§ **Exercise brief**
Repeat each entry exactly and drop the pictures.

§ **Dataset**
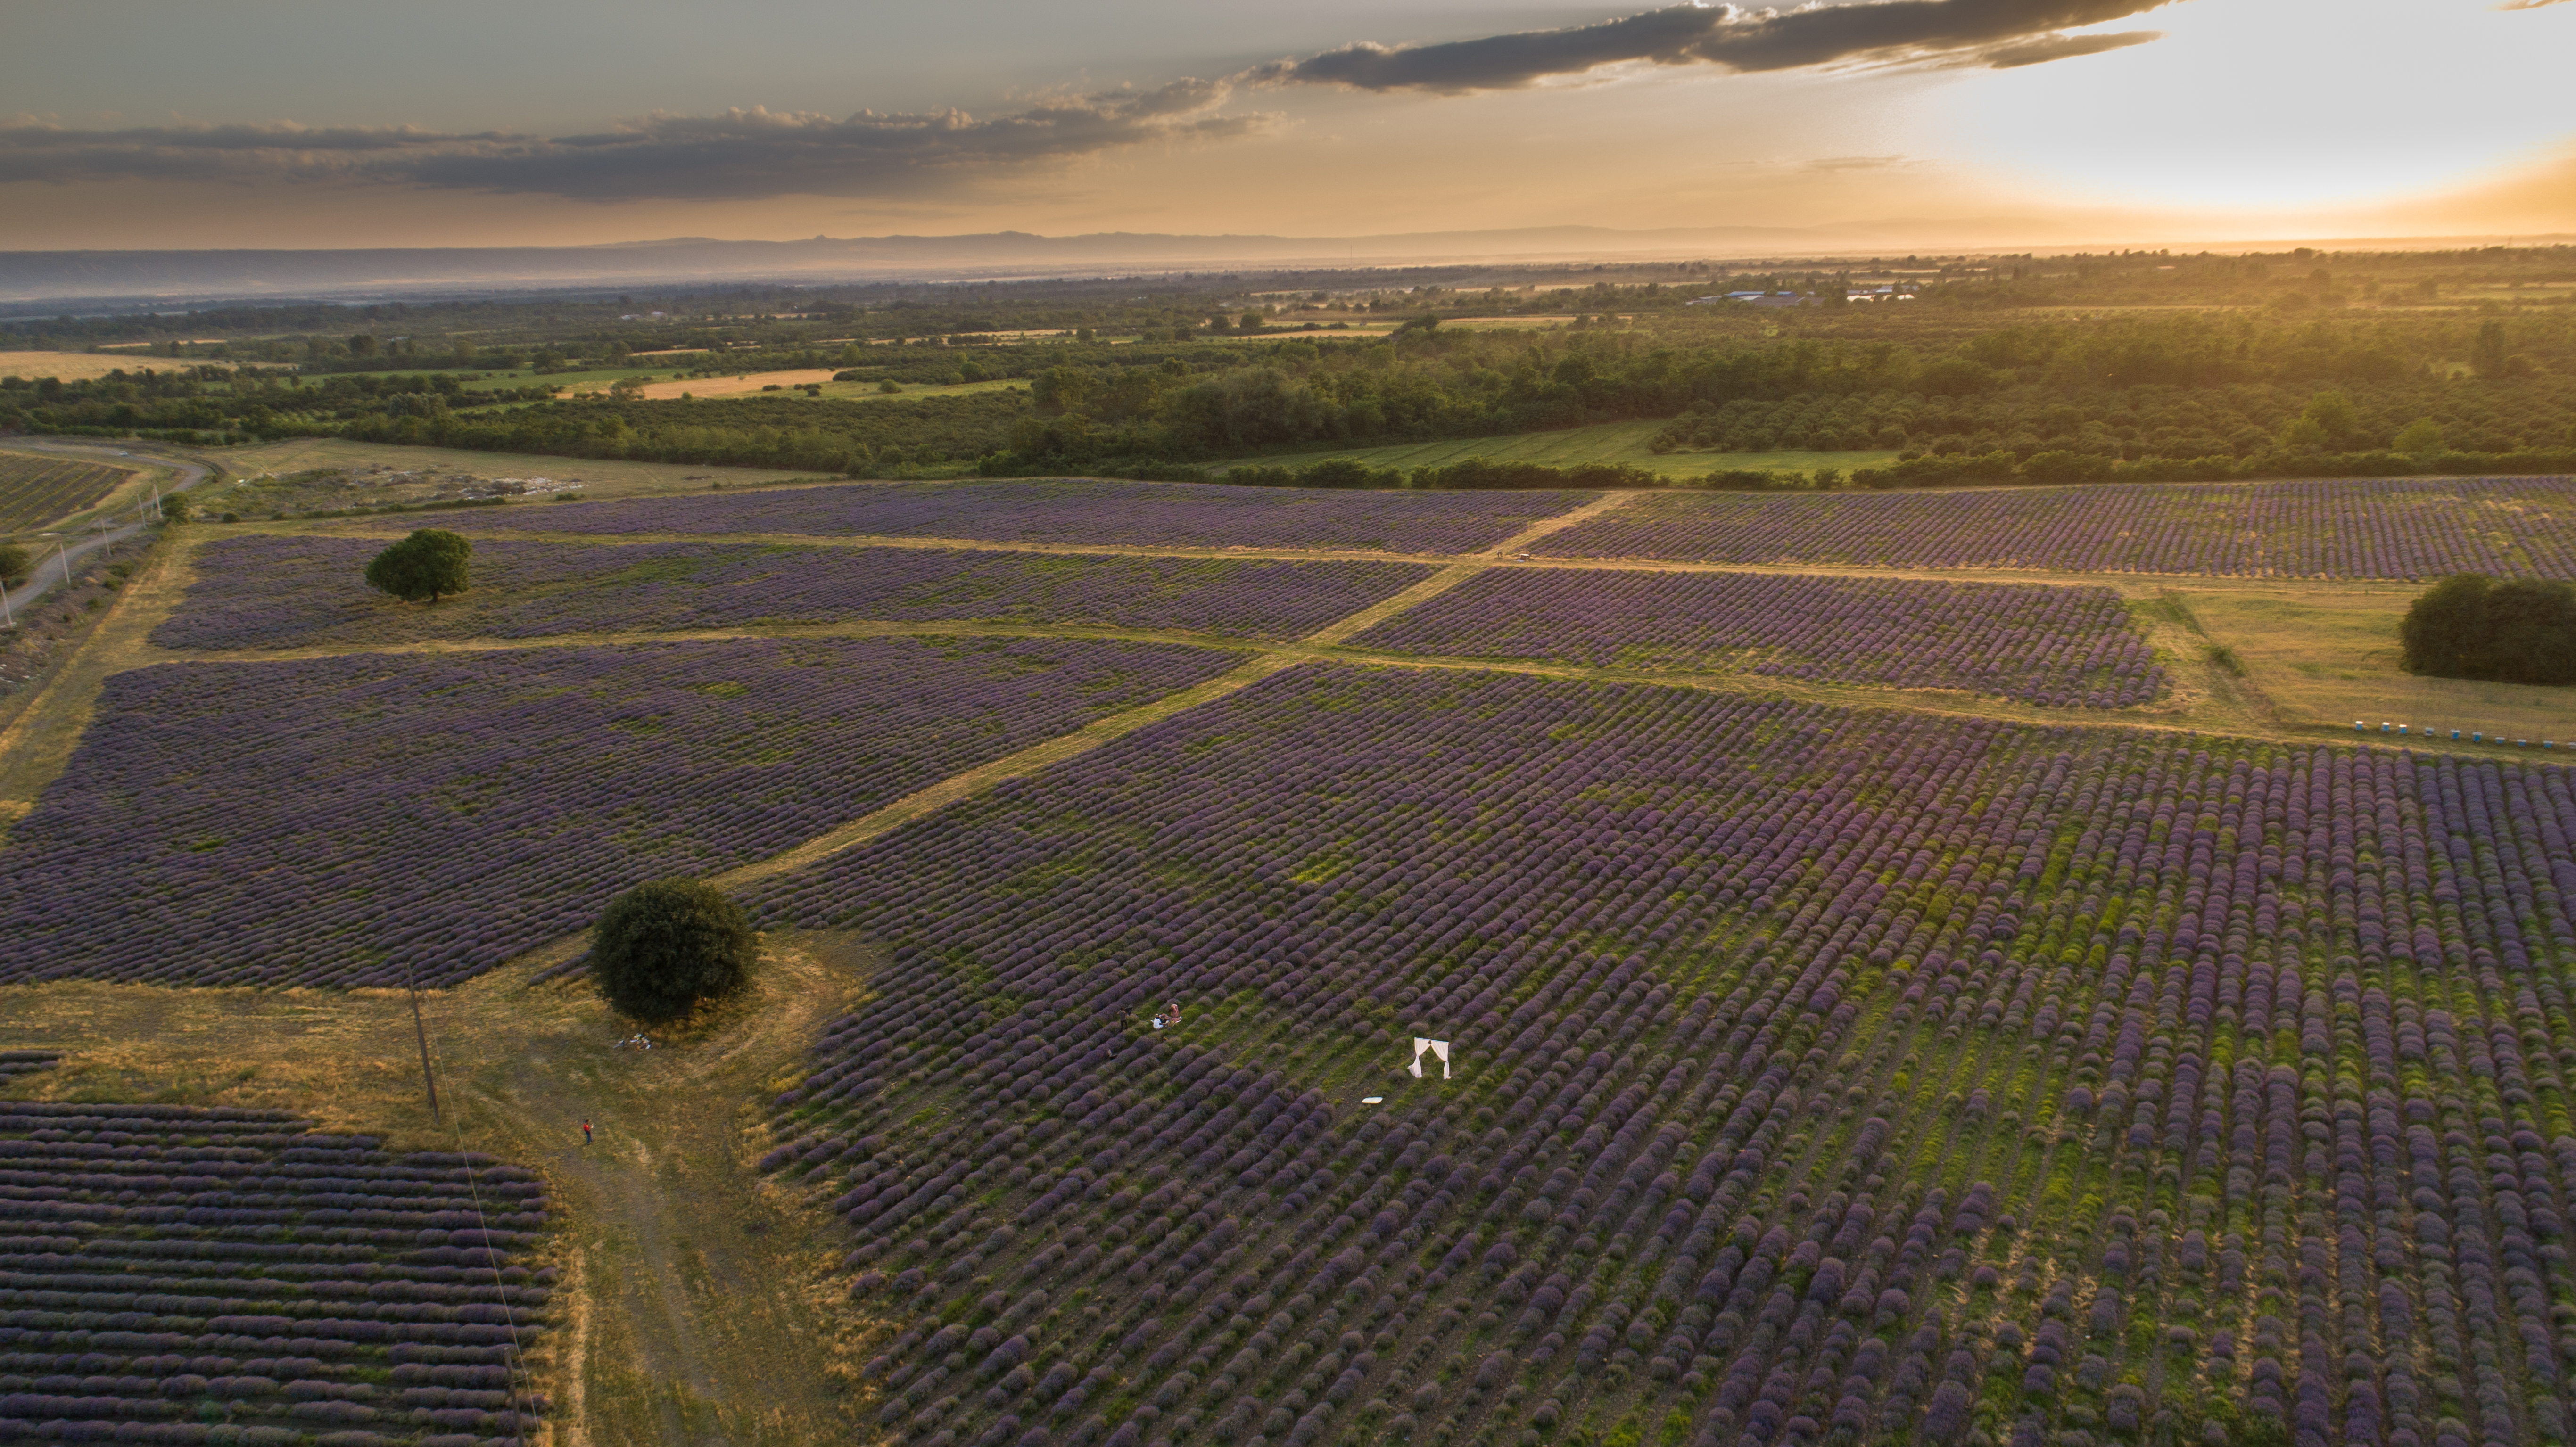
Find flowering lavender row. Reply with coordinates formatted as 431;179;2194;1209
471;479;1588;554
158;535;1431;650
1534;475;2576;578
1349;568;2166;707
0;636;1237;988
0;1101;546;1444
739;663;2576;1447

§ **Solution for this task**
Find flowering lavender row. Reply with coordinates formatted as 431;179;2194;1209
471;479;1588;554
158;535;1431;650
1534;475;2576;578
1349;568;2166;707
0;636;1237;988
0;1101;546;1444
739;663;2576;1447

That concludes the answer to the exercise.